- [Records to process]
╔══
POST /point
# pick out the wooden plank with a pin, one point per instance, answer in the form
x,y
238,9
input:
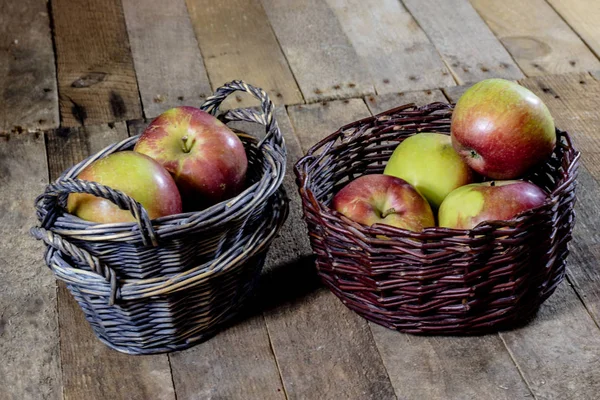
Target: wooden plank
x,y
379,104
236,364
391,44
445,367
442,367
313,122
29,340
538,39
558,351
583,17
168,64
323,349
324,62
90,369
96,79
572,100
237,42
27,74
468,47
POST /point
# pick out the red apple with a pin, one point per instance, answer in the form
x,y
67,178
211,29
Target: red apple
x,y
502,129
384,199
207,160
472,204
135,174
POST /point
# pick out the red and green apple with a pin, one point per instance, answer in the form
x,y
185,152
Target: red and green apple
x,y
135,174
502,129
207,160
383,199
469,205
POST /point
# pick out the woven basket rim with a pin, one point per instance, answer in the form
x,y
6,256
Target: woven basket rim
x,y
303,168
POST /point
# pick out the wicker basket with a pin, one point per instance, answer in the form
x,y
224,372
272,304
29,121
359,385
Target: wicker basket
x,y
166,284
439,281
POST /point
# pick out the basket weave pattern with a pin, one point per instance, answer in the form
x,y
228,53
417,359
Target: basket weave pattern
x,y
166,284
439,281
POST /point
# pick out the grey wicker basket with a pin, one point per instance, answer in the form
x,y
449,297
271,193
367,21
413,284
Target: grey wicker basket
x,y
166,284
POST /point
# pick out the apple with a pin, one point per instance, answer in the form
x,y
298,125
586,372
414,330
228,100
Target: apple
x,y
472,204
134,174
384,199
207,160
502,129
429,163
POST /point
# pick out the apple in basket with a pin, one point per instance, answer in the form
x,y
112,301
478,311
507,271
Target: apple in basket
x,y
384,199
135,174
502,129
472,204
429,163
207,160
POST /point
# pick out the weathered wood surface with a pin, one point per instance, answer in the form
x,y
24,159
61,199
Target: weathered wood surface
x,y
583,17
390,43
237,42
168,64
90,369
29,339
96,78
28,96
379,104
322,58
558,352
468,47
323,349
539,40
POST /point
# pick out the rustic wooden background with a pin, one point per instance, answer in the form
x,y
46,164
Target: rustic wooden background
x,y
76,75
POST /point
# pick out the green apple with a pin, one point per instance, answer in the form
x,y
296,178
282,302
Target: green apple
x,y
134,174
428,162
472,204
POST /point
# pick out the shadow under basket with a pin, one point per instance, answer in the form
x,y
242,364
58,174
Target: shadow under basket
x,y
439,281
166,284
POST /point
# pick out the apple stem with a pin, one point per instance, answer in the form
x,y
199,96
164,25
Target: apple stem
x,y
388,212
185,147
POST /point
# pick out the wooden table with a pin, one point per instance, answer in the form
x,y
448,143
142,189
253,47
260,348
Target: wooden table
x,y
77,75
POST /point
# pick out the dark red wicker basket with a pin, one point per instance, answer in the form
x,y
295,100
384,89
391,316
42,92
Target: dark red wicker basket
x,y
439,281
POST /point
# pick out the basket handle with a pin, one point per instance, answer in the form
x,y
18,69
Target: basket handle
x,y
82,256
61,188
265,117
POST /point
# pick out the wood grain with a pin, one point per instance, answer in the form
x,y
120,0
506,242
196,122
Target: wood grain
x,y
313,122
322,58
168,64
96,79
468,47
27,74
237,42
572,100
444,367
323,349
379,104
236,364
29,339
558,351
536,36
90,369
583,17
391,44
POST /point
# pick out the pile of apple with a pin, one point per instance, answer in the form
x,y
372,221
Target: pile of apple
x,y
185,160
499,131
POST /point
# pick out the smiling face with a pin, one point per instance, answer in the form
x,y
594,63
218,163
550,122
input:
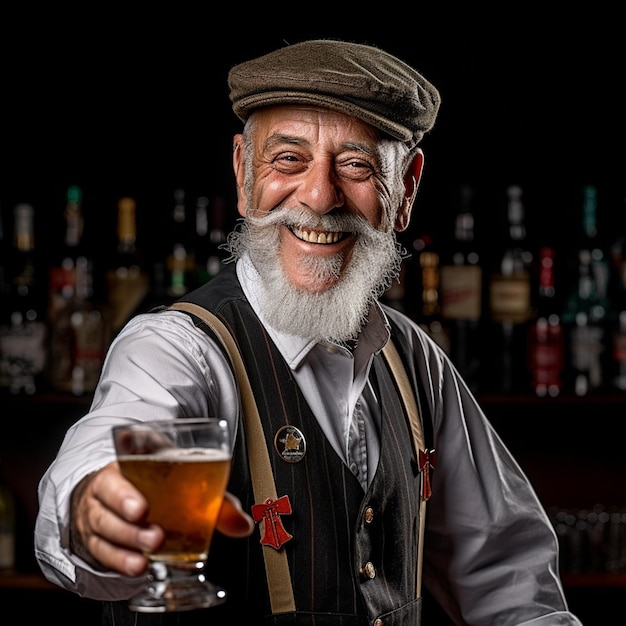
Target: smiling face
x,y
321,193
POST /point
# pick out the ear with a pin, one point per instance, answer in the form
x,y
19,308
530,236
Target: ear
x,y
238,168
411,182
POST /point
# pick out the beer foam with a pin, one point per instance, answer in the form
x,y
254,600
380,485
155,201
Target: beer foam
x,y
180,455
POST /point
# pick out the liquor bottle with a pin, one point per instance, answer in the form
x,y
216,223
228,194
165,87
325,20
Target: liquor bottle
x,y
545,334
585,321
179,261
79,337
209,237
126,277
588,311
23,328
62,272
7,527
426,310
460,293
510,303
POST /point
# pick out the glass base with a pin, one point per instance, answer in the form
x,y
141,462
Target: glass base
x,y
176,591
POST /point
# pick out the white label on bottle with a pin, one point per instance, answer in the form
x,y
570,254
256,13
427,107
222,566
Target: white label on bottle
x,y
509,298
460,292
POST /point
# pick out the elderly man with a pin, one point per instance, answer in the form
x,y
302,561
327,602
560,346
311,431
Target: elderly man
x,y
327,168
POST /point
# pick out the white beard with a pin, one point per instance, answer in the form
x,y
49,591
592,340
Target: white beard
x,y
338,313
╚══
- [Stated goal]
From the material above, copy everything exactly but the pictures.

- [Correct answer]
POST /point
# pick out the wooden plank with a pin, one point per instance, answer in the form
x,y
238,9
input:
Target: wooden plank
x,y
379,104
236,364
391,44
445,367
442,367
313,122
29,340
538,39
558,351
583,17
168,64
323,349
324,62
90,369
96,79
572,100
237,42
27,74
468,47
POST /point
# pick out the red apple with a pin, one point per instance, answer in the form
x,y
67,178
211,29
Target: red apple
x,y
502,129
384,199
207,160
472,204
135,174
POST /point
# pick out the red and green apple with a pin, one point per instance, answer in the form
x,y
185,152
Target: red and green apple
x,y
135,174
502,129
207,160
383,199
469,205
POST /point
# pick out the woven basket rim with a pin, one point per instance, answer in the form
x,y
6,256
Target: woven basket rim
x,y
303,168
POST /point
# pick out the wicker basket with a pin, one point per instance, answer in the form
x,y
224,372
272,304
29,121
359,385
Target: wicker basket
x,y
166,284
439,281
POST /point
# pick out the basket weave pattern with a pin, one point per instance, answer in the form
x,y
228,53
417,359
Target: basket weave pattern
x,y
166,284
439,281
POST /point
# pick out the grey wicker basket with a pin, one point per instance, answer in the form
x,y
449,297
271,193
367,21
413,284
Target: grey wicker basket
x,y
166,284
POST /point
# pick out the apple with a pin, one point per instance, answer in the form
x,y
298,125
586,372
414,330
228,100
Target: apple
x,y
472,204
134,174
384,199
207,160
502,129
429,163
POST /point
# pick out the apple in basket with a pin, one point per instance, answer in the form
x,y
112,301
478,311
507,271
Target: apple in basket
x,y
384,199
135,174
502,129
472,204
429,163
207,160
POST /point
# pick out the weathered wood surface with a pin, one point per instance, answer in the form
x,y
24,159
61,199
Target: weathered wood surface
x,y
583,17
390,43
237,42
168,64
90,369
29,339
96,78
28,96
379,104
322,58
558,352
468,47
323,349
539,40
POST /point
# pick out the rustic wooden background with a pin, one point per instance, answer in the form
x,y
46,164
Target: rustic wooden background
x,y
76,75
POST /point
# pick out the green apple with a pin, one point per instance, answer in the form
x,y
296,178
282,302
Target: green apple
x,y
134,174
428,162
472,204
POST /point
# pick out the shadow under basket with a pin, one point per instance, answer in the form
x,y
242,364
58,174
Target: shadow under basket
x,y
439,281
166,284
POST /point
# pick out the apple stem with a pin, one point per instance, answer in the form
x,y
199,96
164,25
Target: apple stem
x,y
388,212
185,147
POST /point
# pick out the wooden table with a pin, one point per instance, answer in the form
x,y
448,143
142,189
253,47
260,348
Target: wooden table
x,y
77,75
POST /point
# pick out the dark red wicker basket with a pin, one point per instance, answer in the form
x,y
295,100
384,89
391,316
42,92
Target: dark red wicker basket
x,y
439,281
POST /point
# pick out the basket handle with a pin, one point per instance, answer in the form
x,y
18,69
Target: basket handle
x,y
82,256
61,188
265,117
POST /point
# pick out the wood grain with a pin, one point per instance, answer in the form
x,y
120,0
506,242
196,122
Target: wood grain
x,y
313,122
322,58
168,64
96,79
468,47
27,74
237,42
572,100
444,367
323,349
379,104
236,364
29,339
558,351
536,36
90,369
583,17
391,44
POST /point
# pick out the pile of apple with a pin, one point per instance, answer in the form
x,y
372,221
Target: pile of apple
x,y
185,160
499,131
POST /point
# pick out the smiling face with a pin, one point per instance, answer in the form
x,y
594,63
218,163
550,122
input:
Target: smiling face
x,y
321,193
POST /point
# pick out the ear with a pin, one point per instance, answer in the form
x,y
19,308
530,236
Target: ear
x,y
238,168
411,182
POST /point
# pick out the beer foam with a pin, one point per instance, answer in the form
x,y
254,600
380,485
155,201
Target: beer foam
x,y
180,455
POST /point
# pick out the liquor bottle with a pin, one point per instance, answer in the form
x,y
216,223
228,194
165,87
325,20
Target: liquor bottle
x,y
545,334
585,321
179,261
79,337
209,237
126,277
588,311
23,328
62,272
7,527
426,310
460,293
510,303
POST /point
# pick out the glass base with a pin, one point per instance, answer in the form
x,y
141,462
Target: glass base
x,y
176,591
POST /point
# pick out the white label on bottle with a pin, one point per instance, answer in the form
x,y
570,254
256,13
427,107
222,566
Target: white label on bottle
x,y
509,298
460,292
POST /point
# pick out the elderly man with a pin, one point per instance, answer in the form
x,y
302,561
327,602
560,346
311,431
Target: elderly man
x,y
327,168
POST /point
# pick out the white beard with a pin, one point per instance, answer in the form
x,y
49,591
592,340
Target: white beard
x,y
338,313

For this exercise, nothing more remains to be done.